= Beginning of Section =

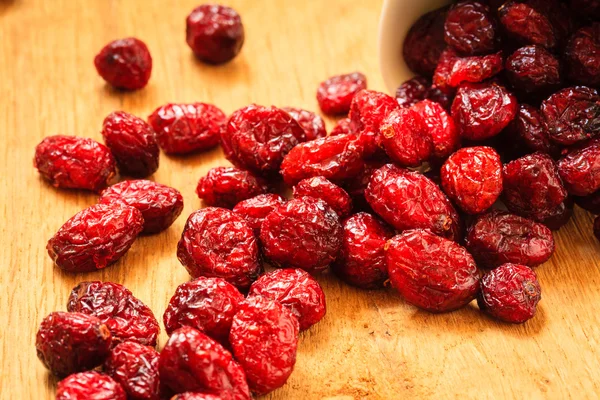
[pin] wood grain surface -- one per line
(370, 345)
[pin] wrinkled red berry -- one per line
(335, 94)
(71, 342)
(216, 242)
(264, 338)
(510, 293)
(302, 233)
(227, 186)
(95, 237)
(125, 64)
(74, 163)
(431, 272)
(214, 33)
(187, 128)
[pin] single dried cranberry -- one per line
(302, 233)
(125, 64)
(472, 178)
(498, 237)
(74, 163)
(216, 242)
(127, 318)
(264, 338)
(214, 33)
(187, 128)
(408, 200)
(191, 361)
(431, 272)
(207, 304)
(335, 94)
(481, 111)
(135, 368)
(361, 261)
(95, 238)
(510, 293)
(89, 385)
(71, 342)
(257, 138)
(227, 186)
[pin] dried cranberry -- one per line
(214, 33)
(335, 94)
(408, 200)
(187, 128)
(216, 242)
(125, 63)
(71, 342)
(191, 361)
(135, 367)
(510, 293)
(95, 238)
(264, 338)
(74, 163)
(227, 186)
(498, 237)
(431, 272)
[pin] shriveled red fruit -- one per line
(256, 209)
(424, 42)
(216, 242)
(89, 385)
(313, 124)
(215, 33)
(227, 186)
(132, 142)
(572, 114)
(295, 289)
(498, 237)
(483, 110)
(71, 342)
(408, 200)
(127, 318)
(321, 188)
(361, 261)
(193, 362)
(257, 138)
(125, 63)
(510, 293)
(187, 128)
(135, 368)
(335, 94)
(95, 237)
(336, 158)
(302, 233)
(264, 339)
(74, 163)
(431, 272)
(206, 304)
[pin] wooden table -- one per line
(371, 344)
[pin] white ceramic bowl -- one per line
(397, 16)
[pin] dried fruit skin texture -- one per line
(214, 33)
(295, 289)
(510, 293)
(125, 64)
(127, 318)
(361, 261)
(74, 163)
(264, 338)
(72, 342)
(95, 237)
(302, 233)
(216, 242)
(431, 272)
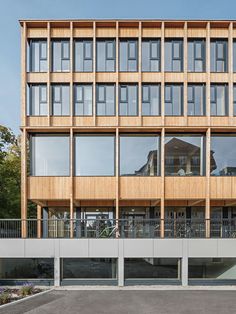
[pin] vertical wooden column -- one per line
(117, 73)
(71, 182)
(230, 69)
(162, 146)
(94, 73)
(208, 167)
(24, 183)
(39, 221)
(117, 178)
(208, 75)
(185, 100)
(48, 72)
(140, 73)
(162, 73)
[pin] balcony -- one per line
(118, 228)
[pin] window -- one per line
(174, 55)
(128, 55)
(89, 268)
(219, 99)
(196, 100)
(219, 55)
(83, 55)
(83, 99)
(105, 99)
(60, 100)
(37, 100)
(128, 97)
(151, 269)
(223, 151)
(184, 155)
(196, 55)
(234, 97)
(94, 155)
(220, 269)
(151, 100)
(151, 55)
(139, 155)
(49, 155)
(27, 268)
(105, 56)
(61, 55)
(37, 55)
(173, 99)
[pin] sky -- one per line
(13, 10)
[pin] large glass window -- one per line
(151, 268)
(151, 100)
(128, 55)
(128, 100)
(94, 155)
(174, 55)
(60, 99)
(83, 55)
(83, 99)
(212, 268)
(105, 100)
(196, 55)
(173, 99)
(219, 99)
(196, 100)
(37, 100)
(151, 55)
(60, 55)
(184, 155)
(49, 155)
(223, 150)
(89, 268)
(106, 55)
(26, 268)
(219, 55)
(139, 155)
(37, 55)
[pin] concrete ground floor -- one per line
(130, 302)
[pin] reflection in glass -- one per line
(184, 155)
(27, 268)
(223, 148)
(151, 268)
(212, 268)
(139, 155)
(94, 155)
(49, 155)
(89, 268)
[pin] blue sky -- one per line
(13, 10)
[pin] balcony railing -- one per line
(118, 228)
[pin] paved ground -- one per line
(128, 302)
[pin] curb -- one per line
(24, 299)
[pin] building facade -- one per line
(129, 151)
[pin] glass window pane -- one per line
(139, 155)
(223, 155)
(94, 155)
(186, 154)
(49, 155)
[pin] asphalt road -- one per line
(128, 302)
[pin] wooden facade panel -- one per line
(140, 187)
(44, 188)
(222, 187)
(185, 187)
(94, 188)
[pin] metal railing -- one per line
(118, 228)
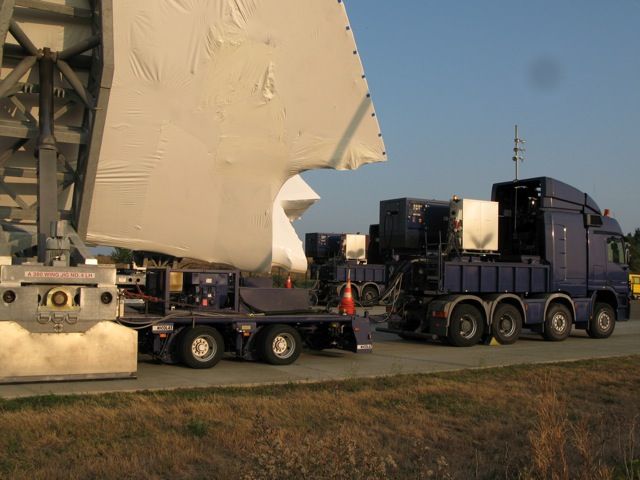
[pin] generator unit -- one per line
(409, 224)
(346, 246)
(474, 225)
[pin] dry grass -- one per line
(578, 420)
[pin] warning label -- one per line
(60, 275)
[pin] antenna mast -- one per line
(517, 151)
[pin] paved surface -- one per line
(391, 356)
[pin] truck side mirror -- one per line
(591, 220)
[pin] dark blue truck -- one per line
(559, 263)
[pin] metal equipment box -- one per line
(411, 223)
(321, 245)
(354, 247)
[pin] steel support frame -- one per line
(53, 174)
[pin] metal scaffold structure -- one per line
(54, 91)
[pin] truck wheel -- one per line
(507, 324)
(603, 321)
(370, 295)
(280, 345)
(557, 323)
(200, 347)
(466, 326)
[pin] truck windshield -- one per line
(615, 250)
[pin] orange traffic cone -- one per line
(347, 305)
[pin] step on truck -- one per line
(540, 255)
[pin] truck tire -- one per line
(370, 295)
(557, 323)
(200, 347)
(507, 324)
(603, 321)
(466, 326)
(280, 345)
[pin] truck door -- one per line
(568, 253)
(617, 268)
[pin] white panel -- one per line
(479, 225)
(294, 199)
(214, 105)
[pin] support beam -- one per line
(21, 37)
(15, 129)
(6, 12)
(47, 153)
(55, 8)
(75, 82)
(6, 86)
(80, 47)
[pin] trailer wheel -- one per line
(603, 321)
(466, 326)
(557, 323)
(507, 324)
(280, 345)
(370, 295)
(200, 347)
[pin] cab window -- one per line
(615, 250)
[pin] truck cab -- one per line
(634, 283)
(543, 218)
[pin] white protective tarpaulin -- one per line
(294, 199)
(214, 105)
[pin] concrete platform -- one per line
(391, 356)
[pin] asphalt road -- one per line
(391, 356)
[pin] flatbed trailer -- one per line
(251, 323)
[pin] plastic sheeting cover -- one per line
(294, 199)
(214, 105)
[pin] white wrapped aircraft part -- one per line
(214, 105)
(295, 197)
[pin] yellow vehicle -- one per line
(634, 281)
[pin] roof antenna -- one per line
(517, 151)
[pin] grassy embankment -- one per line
(572, 420)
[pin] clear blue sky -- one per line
(449, 80)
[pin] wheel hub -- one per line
(559, 322)
(506, 325)
(467, 327)
(202, 348)
(604, 321)
(283, 345)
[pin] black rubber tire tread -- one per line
(514, 313)
(459, 312)
(373, 298)
(266, 338)
(552, 334)
(188, 335)
(594, 330)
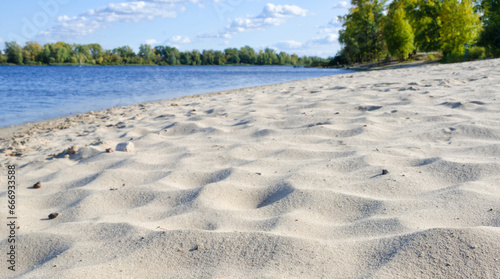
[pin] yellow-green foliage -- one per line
(398, 32)
(459, 26)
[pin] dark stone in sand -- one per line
(53, 215)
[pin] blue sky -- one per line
(301, 27)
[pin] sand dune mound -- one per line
(382, 174)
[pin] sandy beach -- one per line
(377, 174)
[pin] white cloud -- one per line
(131, 11)
(277, 11)
(341, 5)
(287, 45)
(335, 22)
(271, 15)
(152, 42)
(180, 39)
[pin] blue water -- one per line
(30, 94)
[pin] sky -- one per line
(302, 27)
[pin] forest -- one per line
(456, 29)
(62, 53)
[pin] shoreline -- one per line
(376, 174)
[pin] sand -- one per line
(278, 181)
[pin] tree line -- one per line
(372, 30)
(93, 54)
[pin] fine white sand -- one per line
(279, 181)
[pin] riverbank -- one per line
(381, 174)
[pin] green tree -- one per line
(34, 51)
(398, 32)
(490, 35)
(125, 52)
(232, 56)
(3, 58)
(95, 51)
(208, 57)
(424, 18)
(185, 58)
(196, 57)
(146, 52)
(14, 53)
(219, 58)
(247, 55)
(361, 37)
(460, 25)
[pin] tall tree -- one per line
(423, 15)
(208, 57)
(34, 50)
(146, 52)
(14, 53)
(460, 25)
(361, 37)
(196, 57)
(398, 32)
(490, 35)
(232, 56)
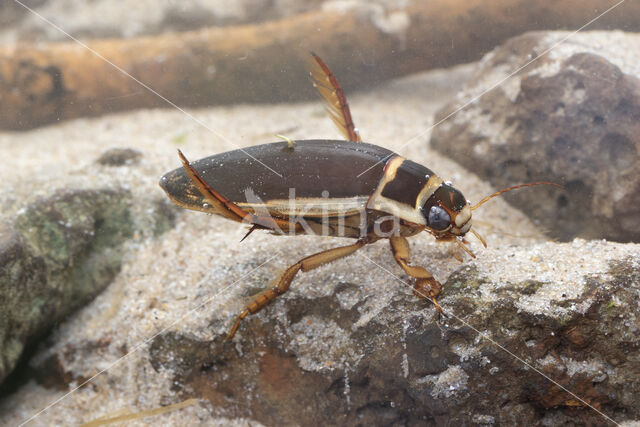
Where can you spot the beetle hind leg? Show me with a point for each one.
(425, 286)
(262, 299)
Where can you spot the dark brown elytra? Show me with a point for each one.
(341, 188)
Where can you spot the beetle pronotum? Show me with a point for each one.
(396, 198)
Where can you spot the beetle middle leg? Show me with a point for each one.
(262, 299)
(424, 286)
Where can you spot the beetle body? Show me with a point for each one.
(322, 190)
(327, 187)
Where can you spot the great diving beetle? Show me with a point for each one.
(322, 190)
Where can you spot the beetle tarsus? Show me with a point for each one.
(262, 299)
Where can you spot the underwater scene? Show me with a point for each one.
(327, 212)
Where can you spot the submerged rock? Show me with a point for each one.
(571, 117)
(59, 254)
(315, 362)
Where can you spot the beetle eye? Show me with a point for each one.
(438, 218)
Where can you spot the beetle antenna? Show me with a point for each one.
(253, 227)
(497, 193)
(479, 237)
(464, 248)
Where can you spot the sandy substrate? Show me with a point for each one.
(193, 277)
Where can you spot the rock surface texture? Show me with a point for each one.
(571, 117)
(348, 344)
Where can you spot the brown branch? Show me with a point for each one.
(43, 83)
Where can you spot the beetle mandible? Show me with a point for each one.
(396, 198)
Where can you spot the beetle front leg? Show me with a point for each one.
(262, 299)
(424, 286)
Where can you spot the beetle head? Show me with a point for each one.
(447, 212)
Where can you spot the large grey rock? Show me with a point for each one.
(570, 117)
(339, 360)
(58, 255)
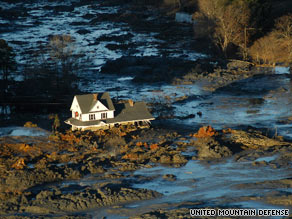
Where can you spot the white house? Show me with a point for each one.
(97, 111)
(183, 17)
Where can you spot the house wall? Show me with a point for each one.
(110, 115)
(75, 108)
(183, 17)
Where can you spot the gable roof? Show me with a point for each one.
(87, 101)
(124, 113)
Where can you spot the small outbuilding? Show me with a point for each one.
(97, 111)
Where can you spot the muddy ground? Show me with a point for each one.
(163, 171)
(52, 175)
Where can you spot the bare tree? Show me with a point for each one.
(7, 59)
(277, 45)
(283, 32)
(63, 52)
(267, 50)
(231, 23)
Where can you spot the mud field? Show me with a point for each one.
(221, 138)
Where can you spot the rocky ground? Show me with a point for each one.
(36, 171)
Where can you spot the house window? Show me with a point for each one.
(104, 116)
(91, 116)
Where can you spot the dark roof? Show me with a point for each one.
(87, 101)
(124, 113)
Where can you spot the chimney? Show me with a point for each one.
(131, 102)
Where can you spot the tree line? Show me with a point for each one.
(245, 29)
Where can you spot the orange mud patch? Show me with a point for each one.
(205, 131)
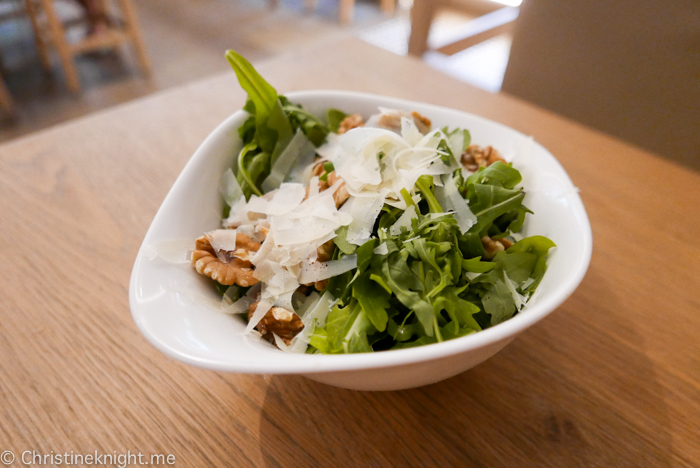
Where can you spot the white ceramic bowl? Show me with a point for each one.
(172, 305)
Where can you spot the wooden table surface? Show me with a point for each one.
(612, 378)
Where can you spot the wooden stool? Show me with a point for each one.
(128, 30)
(345, 12)
(491, 21)
(6, 102)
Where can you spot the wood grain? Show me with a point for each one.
(612, 378)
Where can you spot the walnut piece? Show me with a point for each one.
(475, 157)
(233, 267)
(341, 194)
(277, 321)
(392, 121)
(350, 122)
(492, 246)
(324, 252)
(422, 122)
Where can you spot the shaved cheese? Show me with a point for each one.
(230, 189)
(309, 303)
(264, 250)
(381, 249)
(471, 275)
(409, 131)
(403, 221)
(280, 343)
(284, 301)
(239, 307)
(451, 200)
(222, 240)
(298, 149)
(315, 316)
(518, 298)
(247, 229)
(172, 251)
(317, 271)
(286, 199)
(313, 187)
(456, 143)
(263, 307)
(364, 212)
(281, 283)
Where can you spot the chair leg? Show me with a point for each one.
(41, 44)
(133, 30)
(422, 15)
(59, 40)
(346, 11)
(5, 99)
(388, 6)
(310, 5)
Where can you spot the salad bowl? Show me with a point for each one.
(178, 311)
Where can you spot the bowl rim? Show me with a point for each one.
(313, 364)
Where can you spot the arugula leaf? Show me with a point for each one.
(498, 174)
(345, 332)
(425, 185)
(475, 265)
(488, 202)
(539, 246)
(406, 286)
(498, 302)
(273, 131)
(341, 241)
(373, 299)
(334, 118)
(314, 128)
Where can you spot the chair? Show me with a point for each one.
(627, 68)
(346, 8)
(50, 31)
(491, 20)
(6, 102)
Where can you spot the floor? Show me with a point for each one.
(186, 40)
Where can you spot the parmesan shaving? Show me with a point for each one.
(451, 200)
(517, 297)
(297, 149)
(172, 251)
(403, 221)
(314, 317)
(364, 212)
(230, 189)
(381, 249)
(263, 307)
(318, 271)
(222, 240)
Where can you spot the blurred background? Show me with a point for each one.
(628, 68)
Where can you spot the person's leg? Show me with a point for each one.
(96, 15)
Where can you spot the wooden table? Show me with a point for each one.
(612, 378)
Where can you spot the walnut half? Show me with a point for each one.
(277, 321)
(350, 122)
(492, 247)
(233, 267)
(475, 157)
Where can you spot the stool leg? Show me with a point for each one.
(388, 6)
(58, 36)
(5, 99)
(134, 31)
(310, 5)
(346, 9)
(41, 45)
(422, 15)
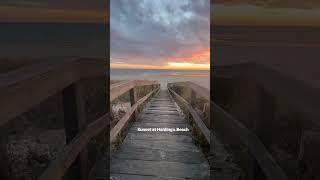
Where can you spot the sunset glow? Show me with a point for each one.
(162, 34)
(170, 65)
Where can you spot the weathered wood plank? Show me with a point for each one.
(205, 131)
(160, 168)
(159, 155)
(20, 89)
(156, 155)
(120, 88)
(139, 177)
(124, 120)
(58, 167)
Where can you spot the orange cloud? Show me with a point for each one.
(169, 65)
(259, 15)
(200, 56)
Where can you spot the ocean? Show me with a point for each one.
(200, 77)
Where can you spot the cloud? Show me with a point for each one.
(156, 32)
(299, 4)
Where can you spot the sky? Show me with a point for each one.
(161, 34)
(71, 11)
(266, 12)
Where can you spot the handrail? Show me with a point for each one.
(303, 97)
(120, 88)
(26, 87)
(123, 121)
(223, 123)
(203, 128)
(59, 166)
(203, 92)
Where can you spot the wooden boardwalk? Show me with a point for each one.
(159, 155)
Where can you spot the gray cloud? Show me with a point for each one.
(151, 31)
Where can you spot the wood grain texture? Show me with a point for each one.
(22, 89)
(158, 155)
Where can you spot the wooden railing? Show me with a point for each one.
(194, 89)
(119, 89)
(22, 89)
(225, 124)
(303, 97)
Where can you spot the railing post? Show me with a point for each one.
(133, 100)
(75, 122)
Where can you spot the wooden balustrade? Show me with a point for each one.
(119, 89)
(24, 88)
(225, 124)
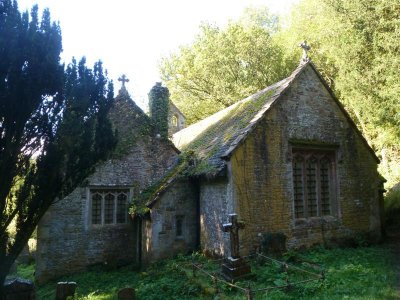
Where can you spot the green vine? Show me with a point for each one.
(159, 108)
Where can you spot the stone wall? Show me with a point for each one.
(214, 209)
(263, 179)
(160, 239)
(67, 242)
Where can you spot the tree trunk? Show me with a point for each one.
(5, 266)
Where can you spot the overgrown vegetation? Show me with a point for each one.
(354, 44)
(54, 124)
(353, 273)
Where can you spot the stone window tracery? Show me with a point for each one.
(313, 182)
(174, 121)
(108, 206)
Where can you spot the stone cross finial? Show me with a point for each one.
(305, 48)
(123, 79)
(233, 228)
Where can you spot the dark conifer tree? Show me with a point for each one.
(53, 124)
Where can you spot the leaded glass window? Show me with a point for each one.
(313, 182)
(122, 202)
(108, 206)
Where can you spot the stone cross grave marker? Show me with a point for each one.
(234, 266)
(233, 228)
(123, 79)
(305, 48)
(65, 290)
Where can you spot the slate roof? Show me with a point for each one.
(214, 139)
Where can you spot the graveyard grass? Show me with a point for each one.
(351, 273)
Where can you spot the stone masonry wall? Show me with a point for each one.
(160, 238)
(262, 170)
(67, 242)
(214, 210)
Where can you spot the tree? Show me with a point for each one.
(50, 124)
(355, 43)
(225, 65)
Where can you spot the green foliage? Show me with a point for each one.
(225, 65)
(392, 207)
(355, 44)
(53, 124)
(357, 273)
(159, 108)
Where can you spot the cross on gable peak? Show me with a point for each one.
(123, 79)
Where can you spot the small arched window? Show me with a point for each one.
(313, 182)
(174, 121)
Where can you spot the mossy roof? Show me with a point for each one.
(131, 123)
(216, 137)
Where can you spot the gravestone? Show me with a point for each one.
(65, 290)
(126, 294)
(19, 289)
(234, 267)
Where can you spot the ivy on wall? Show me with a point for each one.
(159, 108)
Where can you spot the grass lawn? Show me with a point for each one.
(353, 273)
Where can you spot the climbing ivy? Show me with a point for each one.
(159, 108)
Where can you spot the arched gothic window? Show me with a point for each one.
(174, 121)
(108, 206)
(313, 182)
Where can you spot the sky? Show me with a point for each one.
(131, 36)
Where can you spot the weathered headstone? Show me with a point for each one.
(234, 266)
(126, 294)
(19, 289)
(65, 290)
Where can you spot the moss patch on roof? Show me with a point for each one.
(141, 205)
(211, 144)
(214, 138)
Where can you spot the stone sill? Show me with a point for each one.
(108, 226)
(327, 222)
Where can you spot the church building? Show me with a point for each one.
(288, 160)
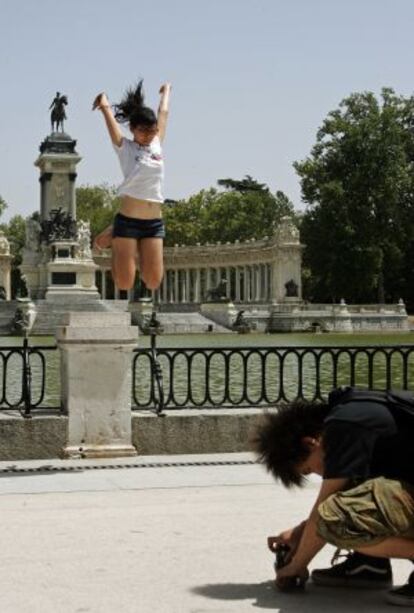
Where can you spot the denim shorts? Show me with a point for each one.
(130, 227)
(367, 514)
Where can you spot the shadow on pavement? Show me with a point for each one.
(311, 600)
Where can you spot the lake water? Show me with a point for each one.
(13, 375)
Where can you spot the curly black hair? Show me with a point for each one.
(278, 438)
(132, 110)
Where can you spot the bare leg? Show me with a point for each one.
(124, 257)
(104, 239)
(151, 261)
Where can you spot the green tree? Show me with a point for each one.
(97, 204)
(245, 210)
(358, 183)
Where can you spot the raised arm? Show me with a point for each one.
(165, 91)
(102, 104)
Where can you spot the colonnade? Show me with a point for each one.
(247, 283)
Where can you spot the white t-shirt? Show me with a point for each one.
(143, 170)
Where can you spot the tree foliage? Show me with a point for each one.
(245, 210)
(358, 183)
(97, 204)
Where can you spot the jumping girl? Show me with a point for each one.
(138, 229)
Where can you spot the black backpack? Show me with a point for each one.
(399, 402)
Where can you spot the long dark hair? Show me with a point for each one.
(132, 110)
(278, 438)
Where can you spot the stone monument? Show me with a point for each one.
(57, 259)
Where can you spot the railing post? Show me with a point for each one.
(96, 352)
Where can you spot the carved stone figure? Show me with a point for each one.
(240, 324)
(218, 294)
(84, 251)
(4, 244)
(33, 230)
(291, 289)
(288, 232)
(58, 114)
(59, 226)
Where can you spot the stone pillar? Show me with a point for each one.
(96, 353)
(208, 279)
(247, 283)
(237, 282)
(258, 271)
(176, 295)
(197, 287)
(170, 286)
(228, 279)
(103, 284)
(164, 291)
(188, 285)
(266, 282)
(72, 194)
(183, 285)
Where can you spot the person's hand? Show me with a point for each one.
(290, 537)
(100, 101)
(165, 88)
(287, 537)
(285, 576)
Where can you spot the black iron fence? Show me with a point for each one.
(228, 377)
(207, 377)
(29, 381)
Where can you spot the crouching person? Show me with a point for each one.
(360, 443)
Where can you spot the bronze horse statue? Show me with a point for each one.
(58, 114)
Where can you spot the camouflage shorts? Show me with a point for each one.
(367, 514)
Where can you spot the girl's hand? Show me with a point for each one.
(165, 88)
(100, 101)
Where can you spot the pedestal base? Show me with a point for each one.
(100, 451)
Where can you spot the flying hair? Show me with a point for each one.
(132, 110)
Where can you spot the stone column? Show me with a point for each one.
(183, 286)
(164, 291)
(208, 279)
(103, 284)
(188, 284)
(266, 282)
(228, 279)
(197, 286)
(96, 353)
(258, 280)
(247, 283)
(170, 286)
(176, 295)
(237, 282)
(72, 194)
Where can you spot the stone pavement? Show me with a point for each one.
(147, 535)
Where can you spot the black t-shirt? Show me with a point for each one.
(363, 440)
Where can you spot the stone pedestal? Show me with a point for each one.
(68, 275)
(96, 353)
(223, 313)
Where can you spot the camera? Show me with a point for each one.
(290, 584)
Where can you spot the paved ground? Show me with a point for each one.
(159, 538)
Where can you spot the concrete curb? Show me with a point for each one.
(179, 432)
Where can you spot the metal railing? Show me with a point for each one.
(228, 377)
(23, 378)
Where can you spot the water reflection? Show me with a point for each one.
(258, 374)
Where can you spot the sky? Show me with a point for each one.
(252, 81)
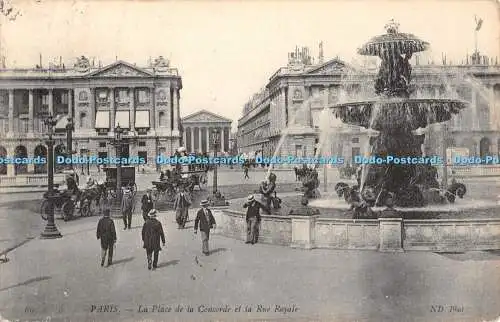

= End of Section =

Keep the pictures out of your copy. Copy only the lines from the line that holds "Where can you spot the crouching" through the last line of the listing above, both included.

Where can you spot the crouching person? Show me with a point for each one.
(360, 443)
Where can you spot the bronze horse statue? Show me with a point for each one.
(58, 114)
Where can you spot the camouflage shorts? Show me with a point for each one.
(367, 514)
Where can you spot the girl's hand? Show me with a point for each one.
(165, 88)
(100, 101)
Where can you spot the pedestal base? Show me with a point for each one.
(100, 451)
Where can you spot the flying hair? Show me with a point for each one.
(132, 110)
Where can you spot the stone column? Show me with a point for each one.
(183, 286)
(164, 291)
(208, 279)
(103, 284)
(188, 284)
(266, 282)
(228, 279)
(197, 286)
(96, 353)
(258, 280)
(247, 283)
(170, 286)
(176, 295)
(237, 282)
(72, 194)
Where can you spot the stone pavement? Show me with a point for each one.
(147, 535)
Where can you spot the black t-shirt? Show me with a point for each one.
(363, 440)
Where can you spot the stone pedestal? Show me with a point for each one.
(68, 275)
(96, 353)
(223, 313)
Where can you spot the camera? Show me with a point for each one.
(290, 584)
Where can you spot the paved ground? Show me with a point for each one.
(159, 538)
Where can you spot the concrete curb? Show me with a point for each one.
(179, 432)
Where can you spot the metal railing? Show me with a point for each one.
(228, 377)
(23, 378)
Where can you spot the water reflection? Show me with a point for each one.
(258, 374)
Where can you spot the sky? Show me with a point for each one.
(252, 81)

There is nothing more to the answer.